**Your goal:**
Switch every "jersey" in these records to "shirt" and write all the lines out again with nothing else changed. Leave the pictures out of your answer.

Picture region annotation records:
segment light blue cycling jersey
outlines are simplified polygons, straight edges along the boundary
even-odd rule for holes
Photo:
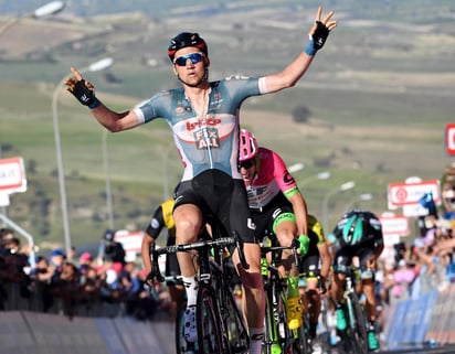
[[[264,77],[232,76],[210,83],[205,117],[197,116],[183,87],[154,95],[135,112],[139,124],[167,120],[183,162],[182,181],[211,169],[242,179],[237,169],[240,107],[247,97],[265,93]]]

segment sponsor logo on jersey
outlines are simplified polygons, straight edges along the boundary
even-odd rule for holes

**Complete response:**
segment light blue cycling shirt
outlines are simplified polygons, straight edges along the boundary
even-odd rule for holes
Photo:
[[[264,77],[232,76],[210,83],[205,117],[197,116],[183,87],[154,95],[135,112],[139,124],[167,120],[183,162],[182,181],[211,169],[242,179],[237,169],[240,107],[247,97],[265,93]]]

segment sponsor logo on shirt
outlines are simplified polygons, straight edges along the boundary
even-odd rule for holes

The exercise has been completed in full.